TEXT SEGMENT

## begin

Hi all-
Supporting iopl() in the Linux kernel is becoming a maintainability
problem. As far as I know, DPDK is the only major modern user of
iopl().
After doing some research, DPDK uses direct io port access for only a
single purpose: accessing legacy virtio configuration structures.
These structures are mapped in IO space in BAR 0 on legacy virtio
devices.
There are at least three ways you could avoid using iopl(). Here they
are in rough order of quality in my opinion:
1. Change pci_uio_ioport_read() and pci_uio_ioport_write() to use
read() and write() on resource0 in sysfs.
2. Use the alternative access mechanism in the virtio legacy spec:
there is a way to access all of these structures via configuration
space.
3. Use ioperm() instead of iopl().
We are considering changes to the kernel that will potentially harm
the performance of any program that uses iopl(3) -- in particular,
context switches will become more expensive, and the scheduler might
need to explicitly penalize such programs to ensure fairness. Using
ioperm() already hurts performance, and the proposed changes to iopl()
will make it even worse. Alternatively, the kernel could drop iopl()
support entirely. I will certainly make a change to allow
distributions to remove iopl() support entirely from their kernels,
and I expect that distributions will do this.
Please fix DPDK.
Thanks,
Andy
Hi Andy,
On Thu, Oct 24, 2019 at 09:45:56PM -0700, Andy Lutomirski wrote:
> Hi all-
>
> Supporting iopl() in the Linux kernel is becoming a maintainability
> problem. As far as I know, DPDK is the only major modern user of
> iopl().
>
> After doing some research, DPDK uses direct io port access for only a
> single purpose: accessing legacy virtio configuration structures.
> These structures are mapped in IO space in BAR 0 on legacy virtio
> devices.

## end

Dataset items
## begin

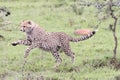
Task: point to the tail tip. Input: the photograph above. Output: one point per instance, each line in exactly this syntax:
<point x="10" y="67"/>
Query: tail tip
<point x="94" y="31"/>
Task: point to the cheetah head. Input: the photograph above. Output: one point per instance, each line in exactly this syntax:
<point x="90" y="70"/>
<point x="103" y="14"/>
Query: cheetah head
<point x="27" y="26"/>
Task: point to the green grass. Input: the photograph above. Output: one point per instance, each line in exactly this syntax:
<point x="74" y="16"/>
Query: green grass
<point x="53" y="17"/>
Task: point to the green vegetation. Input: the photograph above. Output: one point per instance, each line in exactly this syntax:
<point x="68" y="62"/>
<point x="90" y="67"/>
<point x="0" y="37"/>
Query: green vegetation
<point x="93" y="56"/>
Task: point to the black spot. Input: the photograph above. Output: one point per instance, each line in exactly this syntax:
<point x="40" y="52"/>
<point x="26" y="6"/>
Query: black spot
<point x="8" y="13"/>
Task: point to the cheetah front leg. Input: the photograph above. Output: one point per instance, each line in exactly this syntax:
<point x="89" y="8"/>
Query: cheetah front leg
<point x="23" y="42"/>
<point x="29" y="49"/>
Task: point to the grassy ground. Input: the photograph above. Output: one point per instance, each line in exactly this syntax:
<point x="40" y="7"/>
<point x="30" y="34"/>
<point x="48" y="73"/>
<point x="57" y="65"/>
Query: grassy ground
<point x="93" y="56"/>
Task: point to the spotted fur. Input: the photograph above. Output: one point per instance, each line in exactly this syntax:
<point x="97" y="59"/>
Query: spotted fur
<point x="52" y="42"/>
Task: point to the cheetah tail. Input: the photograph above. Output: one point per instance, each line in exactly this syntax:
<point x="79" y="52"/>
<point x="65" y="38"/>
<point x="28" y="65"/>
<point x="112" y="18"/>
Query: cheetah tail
<point x="85" y="37"/>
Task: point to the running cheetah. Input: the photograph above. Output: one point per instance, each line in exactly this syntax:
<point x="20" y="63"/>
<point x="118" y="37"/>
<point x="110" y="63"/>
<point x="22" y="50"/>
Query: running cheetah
<point x="52" y="42"/>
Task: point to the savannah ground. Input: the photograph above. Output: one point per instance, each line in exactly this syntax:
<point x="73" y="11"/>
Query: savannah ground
<point x="93" y="56"/>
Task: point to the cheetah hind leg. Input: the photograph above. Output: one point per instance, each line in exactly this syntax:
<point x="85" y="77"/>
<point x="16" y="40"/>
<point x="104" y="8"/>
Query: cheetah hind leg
<point x="58" y="59"/>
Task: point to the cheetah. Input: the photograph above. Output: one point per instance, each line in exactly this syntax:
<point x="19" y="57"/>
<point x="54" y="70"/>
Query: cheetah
<point x="53" y="42"/>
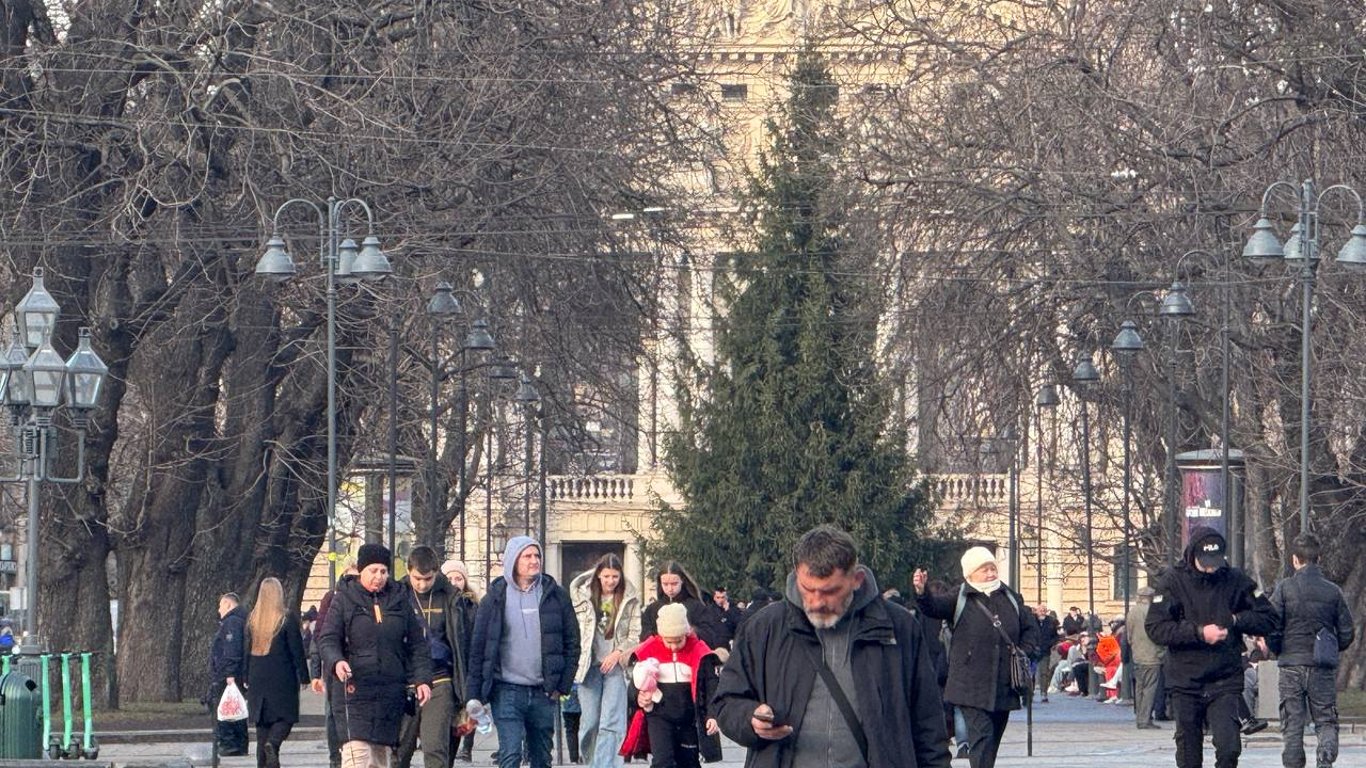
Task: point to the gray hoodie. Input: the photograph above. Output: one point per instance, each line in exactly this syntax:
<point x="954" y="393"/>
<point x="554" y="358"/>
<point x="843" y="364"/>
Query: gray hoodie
<point x="519" y="651"/>
<point x="823" y="737"/>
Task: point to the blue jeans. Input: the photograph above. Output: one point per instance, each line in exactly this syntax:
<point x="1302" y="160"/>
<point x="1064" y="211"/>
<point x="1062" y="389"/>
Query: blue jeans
<point x="603" y="722"/>
<point x="523" y="712"/>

## end

PARTS OF THE EXERCISE
A – In the mailing-list thread about iopl() and DPDK, what is the single purpose for which DPDK uses direct io port access?
B – Carry on the mailing-list thread about iopl() support and DPDK from its last line.
These records were taken from a separate source.

RESPONSES FOR EACH TASK
A – Accessing legacy virtio configuration structures.

B –
>
> There are at least three ways you could avoid using iopl(). Here they
> are in rough order of quality in my opinion:
(...)
I'm just wondering, why wouldn't we introduce a sys_ioport() syscall
to perform I/Os in the kernel without having to play at all with iopl()/
ioperm() ? That would alleviate the need for these large port maps.
Applications that use outb/inb() usually don't need extreme speeds.
Each time I had to use them, it was to access a watchdog, a sensor, a
fan, control a front panel LED, or read/write to NVRAM. Some userland
drivers possibly don't need much more, and very likely run with
privileges turned on all the time, so replacing their inb()/outb() calls
would mostly be a matter of redefining them using a macro to use the
syscall instead.
I'd see an API more or less like this :
int ioport(int op, u16 port, long val, long *ret);
<op> would take values such as INB,INW,INL to fill *<ret>, OUTB,OUTW,OUL
to read from <val>, possibly ORB,ORW,ORL to read, or with <val>, write
back and return previous value to <ret>, ANDB/W/L, XORB/W/L to do the
same with and/xor, and maybe a TEST operation to just validate support
at start time and replace ioperm/iopl so that subsequent calls do not
need to check for errors. Applications could then replace :
ioperm() with ioport(TEST,port,0,0)
iopl() with ioport(TEST,0,0,0)
outb() with ioport(OUTB,port,val,0)
inb() with ({ char val;ioport(INB,port,0,&val);val;})
... and so on.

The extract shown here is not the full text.